* ISTRUZIONI ESERCIZIO
Per favore, riscrivi le righe comprese tra quella che contiene "Find every instance of the river water" e quella che contiene "x=452 y=148", entrambe incluse, sostituendo "riverbank" con "shoreline". Tutto il resto deve rimanere invariato.
***
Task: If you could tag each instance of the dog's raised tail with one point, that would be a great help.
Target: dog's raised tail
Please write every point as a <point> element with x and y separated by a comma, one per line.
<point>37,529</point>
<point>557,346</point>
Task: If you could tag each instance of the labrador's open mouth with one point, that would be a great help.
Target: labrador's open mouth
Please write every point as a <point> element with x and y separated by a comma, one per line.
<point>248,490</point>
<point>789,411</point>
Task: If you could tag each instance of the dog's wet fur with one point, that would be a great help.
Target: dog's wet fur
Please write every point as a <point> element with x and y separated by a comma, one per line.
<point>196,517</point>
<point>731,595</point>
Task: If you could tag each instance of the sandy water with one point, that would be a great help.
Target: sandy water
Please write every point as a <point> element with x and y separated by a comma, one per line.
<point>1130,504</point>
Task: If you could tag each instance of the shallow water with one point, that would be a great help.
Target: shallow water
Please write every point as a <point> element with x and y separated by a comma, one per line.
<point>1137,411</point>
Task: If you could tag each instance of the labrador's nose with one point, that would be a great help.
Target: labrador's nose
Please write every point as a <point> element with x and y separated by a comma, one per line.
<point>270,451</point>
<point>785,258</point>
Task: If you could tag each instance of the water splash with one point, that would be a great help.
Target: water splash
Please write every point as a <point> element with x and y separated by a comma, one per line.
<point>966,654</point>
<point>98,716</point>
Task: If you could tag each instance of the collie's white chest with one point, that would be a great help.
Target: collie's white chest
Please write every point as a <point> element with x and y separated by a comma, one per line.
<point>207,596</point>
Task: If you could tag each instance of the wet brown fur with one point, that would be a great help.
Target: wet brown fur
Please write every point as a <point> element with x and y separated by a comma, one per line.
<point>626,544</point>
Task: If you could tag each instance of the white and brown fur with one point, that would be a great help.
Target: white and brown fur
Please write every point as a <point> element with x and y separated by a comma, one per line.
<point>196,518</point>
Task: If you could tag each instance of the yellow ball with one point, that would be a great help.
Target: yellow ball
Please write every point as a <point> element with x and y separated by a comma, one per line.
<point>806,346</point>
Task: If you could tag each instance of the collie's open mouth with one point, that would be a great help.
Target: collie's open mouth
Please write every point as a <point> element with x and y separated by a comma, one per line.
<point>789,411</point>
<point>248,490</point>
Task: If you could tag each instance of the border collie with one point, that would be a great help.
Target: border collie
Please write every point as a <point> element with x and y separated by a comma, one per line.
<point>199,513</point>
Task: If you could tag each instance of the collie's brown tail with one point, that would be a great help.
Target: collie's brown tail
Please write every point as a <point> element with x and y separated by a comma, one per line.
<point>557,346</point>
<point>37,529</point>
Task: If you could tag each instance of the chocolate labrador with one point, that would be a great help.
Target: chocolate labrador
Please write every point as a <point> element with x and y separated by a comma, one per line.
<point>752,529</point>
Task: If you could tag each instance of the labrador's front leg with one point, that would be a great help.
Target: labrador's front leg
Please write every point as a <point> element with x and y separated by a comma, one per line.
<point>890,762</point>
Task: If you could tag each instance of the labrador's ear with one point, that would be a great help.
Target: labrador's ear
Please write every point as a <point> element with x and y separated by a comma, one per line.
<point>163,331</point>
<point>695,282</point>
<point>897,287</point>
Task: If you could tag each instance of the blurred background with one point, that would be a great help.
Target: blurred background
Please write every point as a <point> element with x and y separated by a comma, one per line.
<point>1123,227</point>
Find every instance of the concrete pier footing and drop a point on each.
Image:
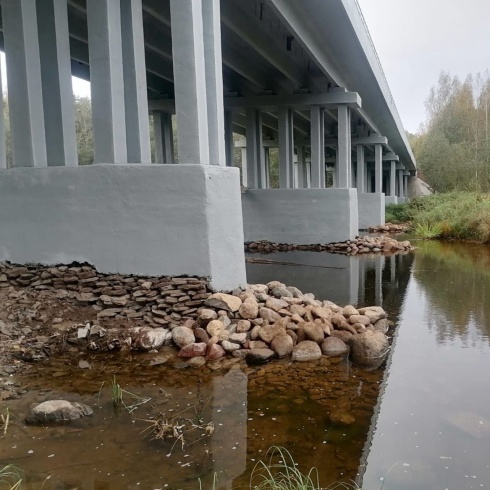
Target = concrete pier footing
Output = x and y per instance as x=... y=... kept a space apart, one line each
x=301 y=216
x=136 y=219
x=371 y=210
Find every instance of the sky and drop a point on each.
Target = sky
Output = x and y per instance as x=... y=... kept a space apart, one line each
x=417 y=39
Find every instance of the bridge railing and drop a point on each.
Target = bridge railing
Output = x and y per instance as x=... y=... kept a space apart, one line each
x=376 y=54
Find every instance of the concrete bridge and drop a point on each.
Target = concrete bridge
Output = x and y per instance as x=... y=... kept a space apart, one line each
x=299 y=76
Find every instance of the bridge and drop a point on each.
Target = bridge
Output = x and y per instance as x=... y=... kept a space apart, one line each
x=300 y=77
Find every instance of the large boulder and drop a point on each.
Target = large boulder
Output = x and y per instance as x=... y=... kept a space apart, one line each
x=57 y=412
x=306 y=351
x=183 y=336
x=282 y=345
x=334 y=347
x=369 y=348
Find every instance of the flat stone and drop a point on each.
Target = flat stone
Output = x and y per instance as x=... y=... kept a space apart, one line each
x=57 y=412
x=306 y=351
x=260 y=356
x=224 y=302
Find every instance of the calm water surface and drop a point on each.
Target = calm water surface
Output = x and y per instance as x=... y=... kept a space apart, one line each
x=421 y=422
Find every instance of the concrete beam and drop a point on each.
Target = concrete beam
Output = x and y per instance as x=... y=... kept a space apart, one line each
x=59 y=110
x=296 y=101
x=107 y=81
x=25 y=84
x=135 y=92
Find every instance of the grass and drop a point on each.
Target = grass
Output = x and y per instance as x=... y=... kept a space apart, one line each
x=455 y=215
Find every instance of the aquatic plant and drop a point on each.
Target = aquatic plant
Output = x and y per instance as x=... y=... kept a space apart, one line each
x=11 y=476
x=4 y=421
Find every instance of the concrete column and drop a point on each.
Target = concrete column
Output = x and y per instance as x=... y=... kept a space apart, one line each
x=135 y=89
x=343 y=148
x=392 y=179
x=107 y=81
x=378 y=169
x=244 y=168
x=164 y=137
x=361 y=170
x=317 y=148
x=301 y=168
x=255 y=154
x=214 y=81
x=229 y=141
x=286 y=148
x=3 y=147
x=190 y=81
x=25 y=83
x=58 y=104
x=400 y=183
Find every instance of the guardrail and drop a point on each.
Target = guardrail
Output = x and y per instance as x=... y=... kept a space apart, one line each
x=377 y=57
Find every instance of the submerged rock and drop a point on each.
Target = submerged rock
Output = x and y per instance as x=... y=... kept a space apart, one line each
x=57 y=412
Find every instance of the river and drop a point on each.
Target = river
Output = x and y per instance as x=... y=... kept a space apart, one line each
x=423 y=421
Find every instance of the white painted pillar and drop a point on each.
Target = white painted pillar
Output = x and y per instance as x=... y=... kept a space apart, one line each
x=214 y=80
x=317 y=148
x=106 y=81
x=229 y=141
x=135 y=87
x=361 y=170
x=343 y=148
x=190 y=81
x=255 y=154
x=164 y=137
x=58 y=103
x=286 y=148
x=302 y=179
x=25 y=85
x=400 y=183
x=244 y=167
x=3 y=146
x=378 y=168
x=392 y=179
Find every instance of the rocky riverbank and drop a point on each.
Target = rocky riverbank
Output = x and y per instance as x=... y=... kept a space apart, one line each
x=46 y=310
x=361 y=245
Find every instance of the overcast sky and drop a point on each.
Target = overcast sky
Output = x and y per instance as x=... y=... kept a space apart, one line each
x=416 y=39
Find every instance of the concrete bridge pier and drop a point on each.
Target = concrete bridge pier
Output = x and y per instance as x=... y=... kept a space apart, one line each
x=294 y=213
x=122 y=214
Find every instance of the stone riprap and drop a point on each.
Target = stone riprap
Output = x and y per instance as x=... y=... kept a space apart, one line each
x=361 y=245
x=259 y=323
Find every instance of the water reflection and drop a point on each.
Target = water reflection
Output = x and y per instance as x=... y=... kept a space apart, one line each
x=251 y=408
x=432 y=426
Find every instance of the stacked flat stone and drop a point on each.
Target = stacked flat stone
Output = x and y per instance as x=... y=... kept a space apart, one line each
x=361 y=245
x=259 y=323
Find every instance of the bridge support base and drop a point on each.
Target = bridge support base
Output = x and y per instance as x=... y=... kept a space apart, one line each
x=130 y=219
x=371 y=210
x=301 y=216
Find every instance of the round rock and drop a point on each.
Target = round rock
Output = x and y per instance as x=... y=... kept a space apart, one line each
x=57 y=412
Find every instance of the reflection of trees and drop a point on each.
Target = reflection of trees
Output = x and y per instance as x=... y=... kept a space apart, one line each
x=456 y=281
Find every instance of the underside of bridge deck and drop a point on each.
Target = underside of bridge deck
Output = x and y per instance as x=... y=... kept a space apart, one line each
x=301 y=78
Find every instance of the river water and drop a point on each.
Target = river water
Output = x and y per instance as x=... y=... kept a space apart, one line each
x=421 y=421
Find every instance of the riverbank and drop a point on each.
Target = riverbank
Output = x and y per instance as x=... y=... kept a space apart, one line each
x=454 y=215
x=48 y=311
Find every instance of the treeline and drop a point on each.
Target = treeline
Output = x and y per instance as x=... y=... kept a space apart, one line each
x=452 y=148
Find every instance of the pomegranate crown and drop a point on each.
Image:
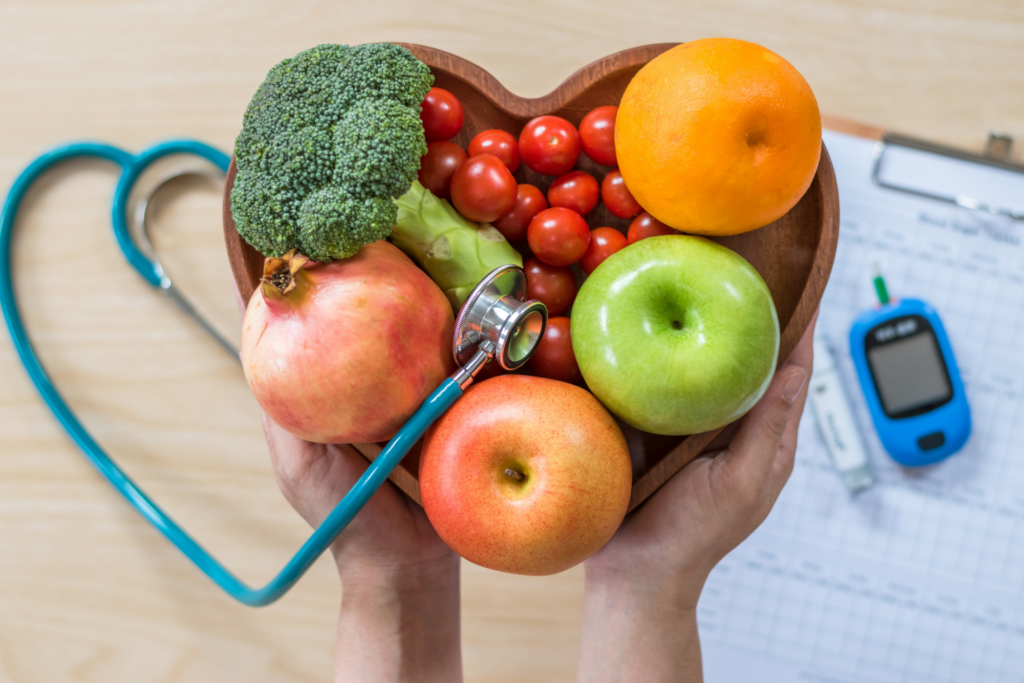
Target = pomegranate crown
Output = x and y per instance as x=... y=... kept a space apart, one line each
x=279 y=271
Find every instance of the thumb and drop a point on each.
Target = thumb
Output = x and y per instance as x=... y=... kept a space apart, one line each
x=753 y=450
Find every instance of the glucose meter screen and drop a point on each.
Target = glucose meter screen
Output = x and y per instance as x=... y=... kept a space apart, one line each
x=909 y=374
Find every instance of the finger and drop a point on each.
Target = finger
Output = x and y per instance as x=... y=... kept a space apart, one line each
x=752 y=454
x=803 y=355
x=303 y=466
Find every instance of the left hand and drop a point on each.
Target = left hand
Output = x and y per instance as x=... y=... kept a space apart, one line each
x=391 y=536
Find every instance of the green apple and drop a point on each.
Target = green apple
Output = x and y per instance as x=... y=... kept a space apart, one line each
x=676 y=334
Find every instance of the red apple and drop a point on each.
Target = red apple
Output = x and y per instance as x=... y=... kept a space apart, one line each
x=525 y=475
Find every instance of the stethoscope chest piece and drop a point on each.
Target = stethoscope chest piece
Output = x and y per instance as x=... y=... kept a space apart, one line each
***
* RISPOSTA
Find every instance of the river water and drop a point on each.
Target = river water
Output = x and y per instance as x=... y=... kept a space apart, one line each
x=421 y=421
Find every instance of the shoreline and drop a point on each.
Target = shoreline
Output = x and y per instance as x=... y=... kept a space apart, one line each
x=454 y=215
x=48 y=311
Find every instance of the treeline and drop a point on each.
Target = treeline
Output = x and y per instance as x=... y=... kept a space apart, one line each
x=452 y=148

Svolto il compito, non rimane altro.